**REQUIRED ACTION:** Search the material for the word "then" and report each line where it turns up.

**DATA IN THIS EXERCISE:**
⁂

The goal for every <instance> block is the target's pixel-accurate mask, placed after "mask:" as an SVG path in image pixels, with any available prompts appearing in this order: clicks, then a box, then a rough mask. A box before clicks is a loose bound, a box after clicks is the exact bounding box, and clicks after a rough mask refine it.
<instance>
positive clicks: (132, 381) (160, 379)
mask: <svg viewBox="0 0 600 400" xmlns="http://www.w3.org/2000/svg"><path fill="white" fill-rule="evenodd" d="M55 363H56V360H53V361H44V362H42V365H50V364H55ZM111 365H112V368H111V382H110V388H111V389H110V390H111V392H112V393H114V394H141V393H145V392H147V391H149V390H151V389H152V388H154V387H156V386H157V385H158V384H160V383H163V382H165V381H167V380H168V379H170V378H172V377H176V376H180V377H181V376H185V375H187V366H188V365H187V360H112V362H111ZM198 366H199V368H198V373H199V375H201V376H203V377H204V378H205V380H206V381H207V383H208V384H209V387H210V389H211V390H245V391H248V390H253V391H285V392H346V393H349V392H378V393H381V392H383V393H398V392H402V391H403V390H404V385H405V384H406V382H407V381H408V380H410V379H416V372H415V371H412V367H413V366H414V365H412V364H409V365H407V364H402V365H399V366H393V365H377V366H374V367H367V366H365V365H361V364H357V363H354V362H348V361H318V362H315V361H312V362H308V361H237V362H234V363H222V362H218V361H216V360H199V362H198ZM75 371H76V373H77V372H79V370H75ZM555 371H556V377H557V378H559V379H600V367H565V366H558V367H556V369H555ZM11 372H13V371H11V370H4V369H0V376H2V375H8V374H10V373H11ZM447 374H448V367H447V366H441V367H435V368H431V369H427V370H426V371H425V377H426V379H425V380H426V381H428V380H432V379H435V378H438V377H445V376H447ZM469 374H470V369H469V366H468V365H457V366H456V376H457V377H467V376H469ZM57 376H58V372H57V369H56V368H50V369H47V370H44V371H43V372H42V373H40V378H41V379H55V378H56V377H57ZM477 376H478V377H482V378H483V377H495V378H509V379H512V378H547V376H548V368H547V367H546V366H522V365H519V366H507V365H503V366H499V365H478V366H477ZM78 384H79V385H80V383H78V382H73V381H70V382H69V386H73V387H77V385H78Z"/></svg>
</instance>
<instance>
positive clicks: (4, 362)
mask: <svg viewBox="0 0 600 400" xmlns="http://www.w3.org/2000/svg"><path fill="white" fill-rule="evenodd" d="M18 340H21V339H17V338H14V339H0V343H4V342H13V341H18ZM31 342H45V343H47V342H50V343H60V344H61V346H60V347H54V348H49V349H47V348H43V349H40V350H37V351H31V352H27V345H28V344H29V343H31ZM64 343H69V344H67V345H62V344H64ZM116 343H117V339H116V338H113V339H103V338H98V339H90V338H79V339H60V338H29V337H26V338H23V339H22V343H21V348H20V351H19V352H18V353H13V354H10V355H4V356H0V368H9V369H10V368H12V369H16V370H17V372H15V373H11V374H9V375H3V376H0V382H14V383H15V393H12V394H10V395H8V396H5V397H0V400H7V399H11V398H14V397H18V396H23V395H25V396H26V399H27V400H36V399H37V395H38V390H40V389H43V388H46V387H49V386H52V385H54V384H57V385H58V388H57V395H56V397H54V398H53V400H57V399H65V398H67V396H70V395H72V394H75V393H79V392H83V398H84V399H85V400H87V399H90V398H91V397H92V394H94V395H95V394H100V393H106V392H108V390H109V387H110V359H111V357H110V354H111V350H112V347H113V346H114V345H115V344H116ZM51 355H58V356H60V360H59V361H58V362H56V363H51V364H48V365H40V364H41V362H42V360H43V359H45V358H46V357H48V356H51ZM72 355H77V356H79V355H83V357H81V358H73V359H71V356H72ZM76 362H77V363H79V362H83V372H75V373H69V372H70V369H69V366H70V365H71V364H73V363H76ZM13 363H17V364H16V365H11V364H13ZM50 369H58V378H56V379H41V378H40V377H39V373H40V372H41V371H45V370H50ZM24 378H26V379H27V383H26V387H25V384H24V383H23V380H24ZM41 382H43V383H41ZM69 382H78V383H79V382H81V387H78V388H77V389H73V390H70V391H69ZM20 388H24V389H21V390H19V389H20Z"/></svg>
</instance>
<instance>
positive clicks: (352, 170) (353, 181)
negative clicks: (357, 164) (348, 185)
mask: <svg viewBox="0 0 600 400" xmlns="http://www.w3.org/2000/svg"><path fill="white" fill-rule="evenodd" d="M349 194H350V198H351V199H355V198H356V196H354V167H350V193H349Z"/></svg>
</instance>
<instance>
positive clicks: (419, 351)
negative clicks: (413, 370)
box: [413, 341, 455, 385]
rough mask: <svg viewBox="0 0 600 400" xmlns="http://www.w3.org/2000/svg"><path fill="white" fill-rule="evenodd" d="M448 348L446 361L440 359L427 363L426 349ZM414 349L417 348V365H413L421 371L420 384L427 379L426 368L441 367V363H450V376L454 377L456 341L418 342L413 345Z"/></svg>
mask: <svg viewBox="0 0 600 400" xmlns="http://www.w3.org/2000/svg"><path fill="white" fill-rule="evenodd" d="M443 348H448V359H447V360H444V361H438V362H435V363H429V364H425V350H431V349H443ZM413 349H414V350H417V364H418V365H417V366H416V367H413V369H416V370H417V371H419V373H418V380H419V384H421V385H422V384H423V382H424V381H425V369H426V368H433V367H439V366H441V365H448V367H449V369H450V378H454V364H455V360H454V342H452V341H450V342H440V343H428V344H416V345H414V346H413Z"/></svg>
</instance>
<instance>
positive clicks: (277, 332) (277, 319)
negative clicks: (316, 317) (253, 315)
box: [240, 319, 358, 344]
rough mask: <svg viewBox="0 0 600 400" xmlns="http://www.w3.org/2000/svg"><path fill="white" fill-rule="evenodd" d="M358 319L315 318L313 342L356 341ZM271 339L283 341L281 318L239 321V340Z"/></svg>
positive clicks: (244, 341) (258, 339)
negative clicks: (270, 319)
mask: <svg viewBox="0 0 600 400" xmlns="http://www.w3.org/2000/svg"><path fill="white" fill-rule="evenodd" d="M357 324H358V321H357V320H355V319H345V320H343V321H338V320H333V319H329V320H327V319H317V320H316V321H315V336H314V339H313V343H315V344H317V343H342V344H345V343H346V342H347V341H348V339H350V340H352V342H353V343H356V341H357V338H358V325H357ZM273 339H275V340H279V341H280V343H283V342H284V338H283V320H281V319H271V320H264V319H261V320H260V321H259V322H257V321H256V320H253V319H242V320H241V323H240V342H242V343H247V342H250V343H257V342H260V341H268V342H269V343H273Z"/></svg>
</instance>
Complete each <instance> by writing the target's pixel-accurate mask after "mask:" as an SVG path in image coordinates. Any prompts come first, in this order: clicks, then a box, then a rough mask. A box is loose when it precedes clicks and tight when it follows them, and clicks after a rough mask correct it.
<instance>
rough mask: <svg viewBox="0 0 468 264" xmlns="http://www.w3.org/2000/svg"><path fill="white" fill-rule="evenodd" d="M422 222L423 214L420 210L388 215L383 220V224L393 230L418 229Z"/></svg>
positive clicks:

⁂

**ANSWER TO THE PROBLEM:**
The goal for every <instance> block is the target's pixel-accurate mask, placed after "mask:" as an SVG path in image pixels, with any available prompts appearing in this order: clicks, then a box, then a rough mask. A box before clicks is a loose bound, a box after clicks is the exact bounding box, and clicks after a rough mask refine it.
Complete each <instance> by writing the target's pixel-accurate mask after "mask:" as an SVG path in image coordinates. Any prompts come first, in this order: clicks, then a box, then a rough mask. A box is loose when it precedes clicks and tight when it follows them, and clicks after a rough mask correct it.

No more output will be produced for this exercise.